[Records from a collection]
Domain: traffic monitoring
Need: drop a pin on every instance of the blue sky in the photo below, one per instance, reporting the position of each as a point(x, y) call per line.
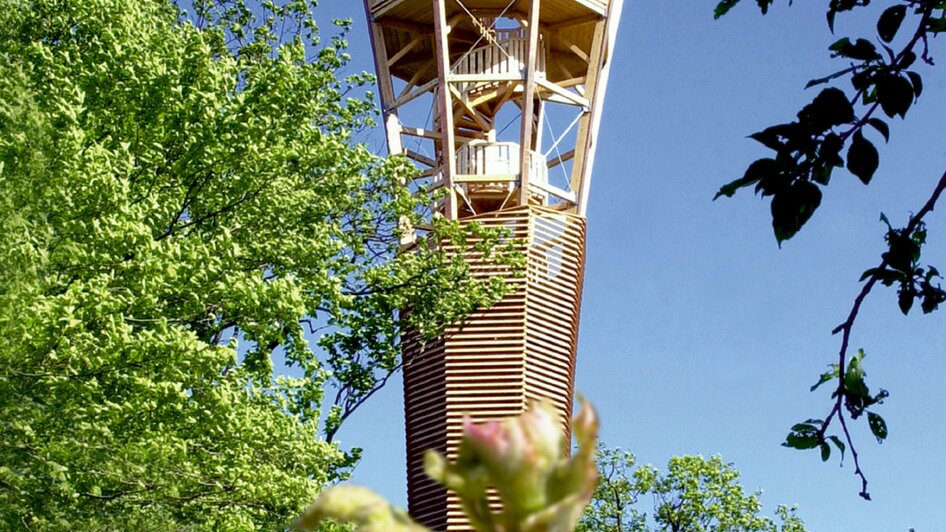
point(699, 335)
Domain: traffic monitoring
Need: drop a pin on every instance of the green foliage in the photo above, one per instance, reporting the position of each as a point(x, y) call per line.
point(522, 457)
point(180, 196)
point(696, 494)
point(883, 79)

▶ _AIM OF THE EXERCISE_: Please copy the data above word for word, leaving out the pictures.

▶ _RESULT_:
Domain: traffic monitoring
Need: drop a pin on every instance of the blue sky in the photo below, one per instance, reporting the position of each as a point(x, y) call per line.
point(699, 335)
Domain: traffic monitoring
Need: drop a pin on every instance of the green foliage in the photo above, one per instance, reporting the position of each as a point(x, y) call per line.
point(522, 457)
point(180, 196)
point(696, 494)
point(883, 79)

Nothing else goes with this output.